◆ **WHAT TO PRODUCE**: Repeat all of the material below exactly as written, images excluded.

>> begin RECORDS TO USE

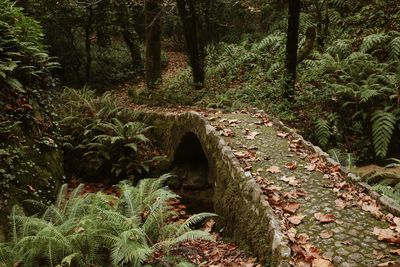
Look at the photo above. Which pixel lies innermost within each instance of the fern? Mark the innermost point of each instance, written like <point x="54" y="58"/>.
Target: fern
<point x="394" y="49"/>
<point x="372" y="41"/>
<point x="83" y="230"/>
<point x="383" y="125"/>
<point x="322" y="132"/>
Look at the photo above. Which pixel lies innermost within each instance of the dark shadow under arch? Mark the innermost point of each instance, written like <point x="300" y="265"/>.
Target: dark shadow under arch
<point x="193" y="178"/>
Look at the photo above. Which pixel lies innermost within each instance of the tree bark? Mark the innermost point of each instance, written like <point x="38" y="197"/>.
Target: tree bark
<point x="194" y="42"/>
<point x="130" y="36"/>
<point x="291" y="48"/>
<point x="88" y="33"/>
<point x="308" y="46"/>
<point x="152" y="10"/>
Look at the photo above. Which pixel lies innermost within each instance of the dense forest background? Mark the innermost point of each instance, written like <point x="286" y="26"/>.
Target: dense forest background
<point x="328" y="68"/>
<point x="347" y="60"/>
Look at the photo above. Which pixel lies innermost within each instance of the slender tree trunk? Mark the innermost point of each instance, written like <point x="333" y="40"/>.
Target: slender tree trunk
<point x="291" y="48"/>
<point x="88" y="33"/>
<point x="209" y="21"/>
<point x="194" y="43"/>
<point x="130" y="36"/>
<point x="152" y="10"/>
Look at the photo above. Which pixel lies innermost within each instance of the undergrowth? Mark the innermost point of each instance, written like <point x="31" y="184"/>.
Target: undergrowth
<point x="96" y="229"/>
<point x="106" y="137"/>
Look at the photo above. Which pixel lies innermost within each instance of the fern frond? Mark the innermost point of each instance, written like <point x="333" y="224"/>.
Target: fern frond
<point x="322" y="132"/>
<point x="372" y="41"/>
<point x="194" y="220"/>
<point x="383" y="124"/>
<point x="394" y="49"/>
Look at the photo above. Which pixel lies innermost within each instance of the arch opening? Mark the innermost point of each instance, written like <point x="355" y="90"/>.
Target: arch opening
<point x="192" y="178"/>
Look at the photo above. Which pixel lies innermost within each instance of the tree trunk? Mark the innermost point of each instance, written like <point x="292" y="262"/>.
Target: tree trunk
<point x="88" y="33"/>
<point x="308" y="46"/>
<point x="130" y="36"/>
<point x="152" y="10"/>
<point x="291" y="48"/>
<point x="194" y="43"/>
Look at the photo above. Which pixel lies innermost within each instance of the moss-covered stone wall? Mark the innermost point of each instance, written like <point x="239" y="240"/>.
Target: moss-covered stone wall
<point x="247" y="218"/>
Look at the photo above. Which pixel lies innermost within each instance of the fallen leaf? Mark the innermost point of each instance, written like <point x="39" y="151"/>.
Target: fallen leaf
<point x="387" y="235"/>
<point x="319" y="262"/>
<point x="79" y="230"/>
<point x="324" y="218"/>
<point x="311" y="252"/>
<point x="379" y="255"/>
<point x="389" y="263"/>
<point x="296" y="219"/>
<point x="396" y="221"/>
<point x="227" y="132"/>
<point x="395" y="251"/>
<point x="291" y="233"/>
<point x="31" y="188"/>
<point x="310" y="167"/>
<point x="302" y="238"/>
<point x="291" y="165"/>
<point x="282" y="134"/>
<point x="209" y="225"/>
<point x="340" y="203"/>
<point x="251" y="135"/>
<point x="290" y="180"/>
<point x="274" y="169"/>
<point x="291" y="207"/>
<point x="326" y="234"/>
<point x="347" y="243"/>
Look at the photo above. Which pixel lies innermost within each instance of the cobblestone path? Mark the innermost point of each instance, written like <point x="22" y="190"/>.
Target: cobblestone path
<point x="320" y="211"/>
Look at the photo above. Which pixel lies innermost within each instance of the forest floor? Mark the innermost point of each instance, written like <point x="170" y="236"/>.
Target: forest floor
<point x="327" y="220"/>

>> end RECORDS TO USE

◆ **WRITTEN RESPONSE**:
Look at the photo above. Which pixel lies innermost within each instance of the fern? Mark the innermost point of each instance, written like <point x="54" y="58"/>.
Target: fern
<point x="394" y="49"/>
<point x="372" y="41"/>
<point x="83" y="230"/>
<point x="383" y="125"/>
<point x="322" y="132"/>
Look at the photo above. Which pixel lies innermost within each instance of the dark shadow under arch? Mark the innermost point of each instance, written like <point x="300" y="265"/>.
Target: dark shadow under arch
<point x="193" y="178"/>
Look at the photo above. Which pixel lies innermost within each instance of the tree bark? Mark the innermost point of each instance, written like <point x="38" y="197"/>.
Target: tree bark
<point x="194" y="42"/>
<point x="130" y="36"/>
<point x="291" y="48"/>
<point x="88" y="33"/>
<point x="308" y="46"/>
<point x="152" y="10"/>
Look at the photo above. Which pixel lies innermost within each instance of the dense forest background? Mark the innermost point of each instance, written like <point x="286" y="26"/>.
Target: dense forest background
<point x="328" y="68"/>
<point x="347" y="60"/>
Look at the photo above. Which pixel lies innermost within each instance of the slender tree trunk? Mark the innermost point of each instance, written like <point x="333" y="40"/>.
Target: slender tree trunk
<point x="291" y="48"/>
<point x="88" y="33"/>
<point x="209" y="21"/>
<point x="194" y="43"/>
<point x="130" y="36"/>
<point x="152" y="10"/>
Look at the photo above. Which pixel lies innermost within each instance of the undergrowth? Mark the innermost point of each instance, written like <point x="31" y="184"/>.
Target: undergrowth
<point x="96" y="229"/>
<point x="106" y="137"/>
Look at the photo above. Which pixel lies innermost within each instance of the fern frond? Mark the innermost point of each instance, written like <point x="333" y="224"/>.
Target: fern frond
<point x="322" y="132"/>
<point x="372" y="41"/>
<point x="194" y="220"/>
<point x="383" y="124"/>
<point x="394" y="49"/>
Look at the photo above. Which pixel lies innermost within each instance of the arch opening? Mark the innermost point of each instance, written like <point x="355" y="90"/>.
Target: arch opening
<point x="192" y="178"/>
Look at the photo above. Which pixel lies innermost within each instance of the tree trunk? Mark the innermost point of each instance, written like <point x="292" y="262"/>.
Target: tree trunk
<point x="88" y="33"/>
<point x="308" y="46"/>
<point x="130" y="36"/>
<point x="152" y="10"/>
<point x="291" y="48"/>
<point x="194" y="43"/>
Look at the photo above. Which pixel lies innermost within each instance of the moss-covered stone wall? Mark the innermost point of each instance, written like <point x="239" y="240"/>.
Target: moss-covered stone wall
<point x="247" y="218"/>
Look at the photo above. Which pixel lies innermost within each instance of the fallen leaf? Mark the innermost point of each instance, written like <point x="39" y="151"/>.
Target: fallen leaf
<point x="387" y="235"/>
<point x="319" y="262"/>
<point x="79" y="230"/>
<point x="324" y="218"/>
<point x="311" y="252"/>
<point x="379" y="255"/>
<point x="389" y="263"/>
<point x="296" y="219"/>
<point x="396" y="221"/>
<point x="227" y="132"/>
<point x="395" y="251"/>
<point x="291" y="233"/>
<point x="31" y="188"/>
<point x="310" y="167"/>
<point x="302" y="238"/>
<point x="291" y="165"/>
<point x="282" y="134"/>
<point x="209" y="225"/>
<point x="340" y="203"/>
<point x="251" y="135"/>
<point x="290" y="180"/>
<point x="274" y="169"/>
<point x="291" y="207"/>
<point x="326" y="234"/>
<point x="347" y="243"/>
Look at the photo above. Which pixel lies innermost within each instance of the cobblestone path? Mark the innermost point of each instance, written like <point x="22" y="190"/>.
Target: cobblestone path
<point x="320" y="211"/>
Look at the photo above. Which pixel lies innermost within each instance of the forest floor? Mark the innermost point of each instance, written like <point x="170" y="236"/>.
Target: forest floor
<point x="327" y="220"/>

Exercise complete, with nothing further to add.